Document:
Begin

Does That “Cooling Pillow” Really Work? I Tried Four.
February 13, 2017 • By
Trying to sleep on a hot, sweaty pillow sucks. Repeatedly flipping to the cool side in the middle of the night isn’t the way to sleep! There’s a ton of different cooling pillow designs available today that purport to keep you comfortably cool while you’re sleeping.
The popular cooling pillows all seem to work in 3 distinct ways:
- Breathable pillows enable air to flow freely throughout the pillow’s fill. They prevent warm air from building up. Additionally, this air flow promotes the evaporation of moisture, resulting in a cooling effect.
- Pillows containing water or gels cool your skin with the physics of conduction. You know what cool water feels like… the process of heat transferring from your body to the water or gel quickly makes your skin feel cooler. (note that some orthopedic pillow types are water based pillows—these are not cooling pillows)
- Pillows containing phase-change materials cool with some not-so-simple physics. They’re a bit more difficult to understand than the cooling effect of a bag of water. PCM materials are capable of transferring heat both to and from your body. Heat is absorbed (or released) when the PCMs change from liquid to solid and vice versa. SCIENCE!
I compared four products that represented the different approaches to cooling pillow design:
- a water-based “cooling pillow insert” (a flat water bag that slides inside your existing pillow)
- a memory foam pillow with a cooling gel layer
- another memory foam pillow with a PCM bead infused pillow case
- a pillow containing breathable buckwheat hull fill
Which cooling pillow is most effective? I gave them a try.
Cooling Pillow #1: A Cooling Pillow Insert (Water)
The first cooling pillow’s design seemed reasonable enough. The concept is simple: you simply slide a plastic bag containing water, gel or other liquid into your pillow case on top of your existing pillow. There are several different brands and variations available, but most share the descriptive term, “cooling pillow insert.”
This was the cheapest cooling pillow option. I found a water-filled version for just 12 bucks. The bag is about 10×20″ and only about 1/2″ thick. One side of the insert has a soft flocked (textured) surface, which I assume is to help keep it from sliding around inside your pillow.

End

Stated goal a:
Sift the records and copy out each line that contains the word "ceiling".
The cooling pillow article and the records come from separate, unrelated sources.

Data in this exercise:
Begin

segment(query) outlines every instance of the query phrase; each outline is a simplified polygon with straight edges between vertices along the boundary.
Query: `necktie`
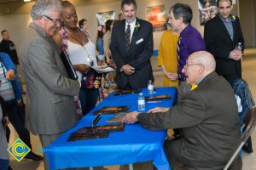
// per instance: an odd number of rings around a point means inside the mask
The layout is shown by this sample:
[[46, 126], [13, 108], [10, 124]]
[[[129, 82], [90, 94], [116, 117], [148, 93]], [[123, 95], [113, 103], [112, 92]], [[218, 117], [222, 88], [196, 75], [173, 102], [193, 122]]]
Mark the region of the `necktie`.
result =
[[191, 90], [194, 90], [194, 89], [195, 89], [196, 88], [197, 88], [197, 85], [196, 85], [196, 84], [194, 84], [194, 85], [191, 86]]
[[126, 49], [129, 49], [130, 47], [130, 37], [131, 37], [131, 28], [130, 28], [130, 25], [127, 25], [127, 29], [125, 31], [125, 40], [126, 40]]

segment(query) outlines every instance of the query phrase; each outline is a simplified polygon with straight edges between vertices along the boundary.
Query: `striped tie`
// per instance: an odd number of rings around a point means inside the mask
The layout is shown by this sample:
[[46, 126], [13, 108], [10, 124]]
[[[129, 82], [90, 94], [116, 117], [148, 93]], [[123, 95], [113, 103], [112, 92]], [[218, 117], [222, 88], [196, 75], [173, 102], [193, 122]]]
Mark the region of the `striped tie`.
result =
[[129, 50], [130, 48], [130, 37], [131, 37], [131, 28], [130, 28], [130, 25], [127, 25], [127, 29], [125, 31], [125, 40], [126, 40], [126, 50]]

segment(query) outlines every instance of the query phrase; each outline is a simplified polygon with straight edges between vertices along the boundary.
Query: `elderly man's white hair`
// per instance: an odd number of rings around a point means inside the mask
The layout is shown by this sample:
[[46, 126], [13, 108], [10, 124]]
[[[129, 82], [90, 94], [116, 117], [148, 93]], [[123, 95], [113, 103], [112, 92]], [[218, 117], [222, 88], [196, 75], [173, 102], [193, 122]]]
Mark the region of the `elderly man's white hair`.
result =
[[61, 12], [62, 7], [59, 0], [37, 0], [31, 10], [31, 17], [33, 20], [40, 15], [47, 15], [52, 11]]
[[204, 65], [205, 71], [215, 71], [216, 61], [212, 54], [207, 51], [198, 51], [191, 54], [193, 58], [193, 62], [201, 63]]

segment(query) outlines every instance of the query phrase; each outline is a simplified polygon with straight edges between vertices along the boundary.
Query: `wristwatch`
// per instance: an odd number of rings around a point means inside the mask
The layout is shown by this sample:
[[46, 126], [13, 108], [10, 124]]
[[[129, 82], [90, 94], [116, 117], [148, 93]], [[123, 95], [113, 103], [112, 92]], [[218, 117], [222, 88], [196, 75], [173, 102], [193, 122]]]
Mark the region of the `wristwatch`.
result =
[[140, 114], [141, 114], [141, 113], [139, 113], [139, 114], [137, 114], [137, 115], [136, 116], [137, 121], [139, 121], [138, 117], [139, 117], [139, 115], [140, 115]]

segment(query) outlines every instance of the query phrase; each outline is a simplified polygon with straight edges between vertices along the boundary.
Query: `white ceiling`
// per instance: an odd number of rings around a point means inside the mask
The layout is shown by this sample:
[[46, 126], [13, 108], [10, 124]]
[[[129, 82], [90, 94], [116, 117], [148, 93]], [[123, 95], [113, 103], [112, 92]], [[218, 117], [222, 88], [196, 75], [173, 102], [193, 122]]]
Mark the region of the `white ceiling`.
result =
[[18, 0], [0, 0], [0, 3], [8, 3], [12, 1], [18, 1]]

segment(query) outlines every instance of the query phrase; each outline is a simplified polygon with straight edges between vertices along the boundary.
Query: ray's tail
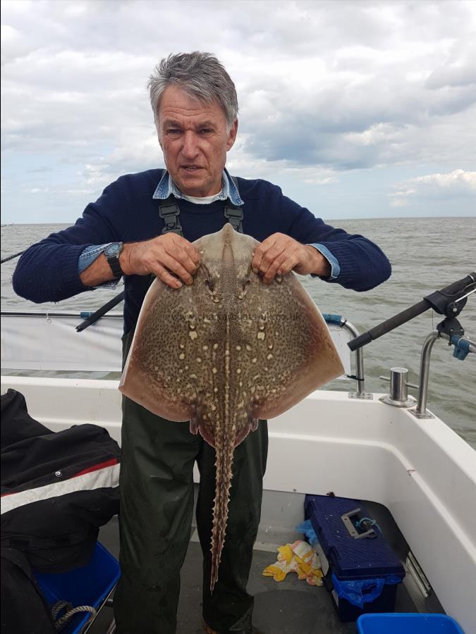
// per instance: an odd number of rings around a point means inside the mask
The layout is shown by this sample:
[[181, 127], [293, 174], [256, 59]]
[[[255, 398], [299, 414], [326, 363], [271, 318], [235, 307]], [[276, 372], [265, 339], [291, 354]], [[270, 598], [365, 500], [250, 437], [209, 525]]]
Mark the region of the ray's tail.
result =
[[234, 443], [228, 442], [224, 439], [221, 442], [218, 442], [215, 447], [216, 475], [212, 530], [211, 592], [213, 592], [213, 588], [218, 579], [218, 568], [220, 565], [221, 551], [225, 543], [233, 450]]

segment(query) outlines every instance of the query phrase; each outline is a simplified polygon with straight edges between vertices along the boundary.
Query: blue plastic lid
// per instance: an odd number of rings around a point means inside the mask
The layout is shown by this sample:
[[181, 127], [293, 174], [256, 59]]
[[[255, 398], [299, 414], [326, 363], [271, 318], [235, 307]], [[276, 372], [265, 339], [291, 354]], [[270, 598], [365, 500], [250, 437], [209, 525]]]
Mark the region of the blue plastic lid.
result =
[[359, 500], [307, 495], [305, 509], [333, 572], [339, 579], [369, 579], [387, 575], [403, 578], [405, 570], [400, 559], [377, 526], [374, 527], [373, 538], [355, 539], [346, 528], [343, 515], [360, 509], [359, 516], [368, 516]]
[[454, 619], [446, 614], [393, 612], [362, 614], [357, 619], [358, 634], [464, 634]]

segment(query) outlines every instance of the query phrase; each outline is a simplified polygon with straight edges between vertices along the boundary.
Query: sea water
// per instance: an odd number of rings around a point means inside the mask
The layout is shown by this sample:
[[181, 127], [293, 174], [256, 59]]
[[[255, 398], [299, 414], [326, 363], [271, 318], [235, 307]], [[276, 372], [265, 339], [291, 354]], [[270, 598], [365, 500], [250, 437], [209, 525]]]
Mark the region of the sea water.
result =
[[[372, 218], [332, 220], [349, 233], [365, 235], [382, 249], [392, 263], [390, 280], [371, 291], [357, 293], [337, 284], [300, 278], [323, 313], [342, 315], [360, 332], [416, 304], [425, 295], [476, 270], [476, 218]], [[67, 225], [7, 225], [1, 227], [1, 257], [16, 253]], [[95, 310], [120, 292], [100, 289], [60, 304], [39, 306], [18, 297], [11, 287], [18, 259], [1, 265], [2, 310]], [[115, 311], [119, 310], [118, 306]], [[379, 378], [389, 368], [403, 366], [409, 382], [417, 383], [422, 344], [441, 321], [428, 311], [364, 349], [365, 390], [388, 391]], [[476, 340], [476, 293], [459, 316], [465, 335]], [[445, 340], [432, 352], [428, 408], [476, 448], [476, 354], [465, 361], [453, 356]], [[353, 390], [350, 381], [334, 381], [331, 389]], [[412, 393], [412, 390], [410, 390]], [[413, 393], [416, 395], [413, 391]]]

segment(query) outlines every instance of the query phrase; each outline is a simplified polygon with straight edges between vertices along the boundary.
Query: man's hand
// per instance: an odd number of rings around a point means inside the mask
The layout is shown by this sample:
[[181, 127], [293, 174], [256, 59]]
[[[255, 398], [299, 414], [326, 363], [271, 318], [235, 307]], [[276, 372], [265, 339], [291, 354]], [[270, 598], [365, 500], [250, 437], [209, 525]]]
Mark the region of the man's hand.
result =
[[125, 244], [119, 263], [126, 275], [154, 273], [171, 288], [180, 288], [180, 280], [192, 284], [200, 256], [188, 240], [176, 233], [166, 233], [144, 242]]
[[255, 273], [259, 273], [265, 284], [276, 275], [295, 271], [301, 275], [314, 273], [327, 278], [331, 265], [314, 247], [301, 244], [283, 233], [274, 233], [257, 247], [251, 263]]

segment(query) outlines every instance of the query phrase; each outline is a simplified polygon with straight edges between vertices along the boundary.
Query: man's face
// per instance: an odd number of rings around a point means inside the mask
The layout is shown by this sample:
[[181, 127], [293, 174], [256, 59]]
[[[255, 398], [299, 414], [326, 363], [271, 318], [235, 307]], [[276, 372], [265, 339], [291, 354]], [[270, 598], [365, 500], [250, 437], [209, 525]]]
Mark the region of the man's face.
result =
[[179, 189], [200, 197], [218, 194], [238, 121], [227, 132], [218, 102], [204, 104], [176, 86], [168, 86], [160, 101], [159, 127], [165, 164]]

End

Stated goal b:
Reproduce the cooling pillow article starting with "- a memory foam" and going on through "them a try.", renaming every "memory foam" as "latex foam".

Complete output a:
Query: `white ceiling`
Mark the region of the `white ceiling`.

Complete output b:
- a latex foam pillow with a cooling gel layer
- another latex foam pillow with a PCM bead infused pillow case
- a pillow containing breathable buckwheat hull fill
Which cooling pillow is most effective? I gave them a try.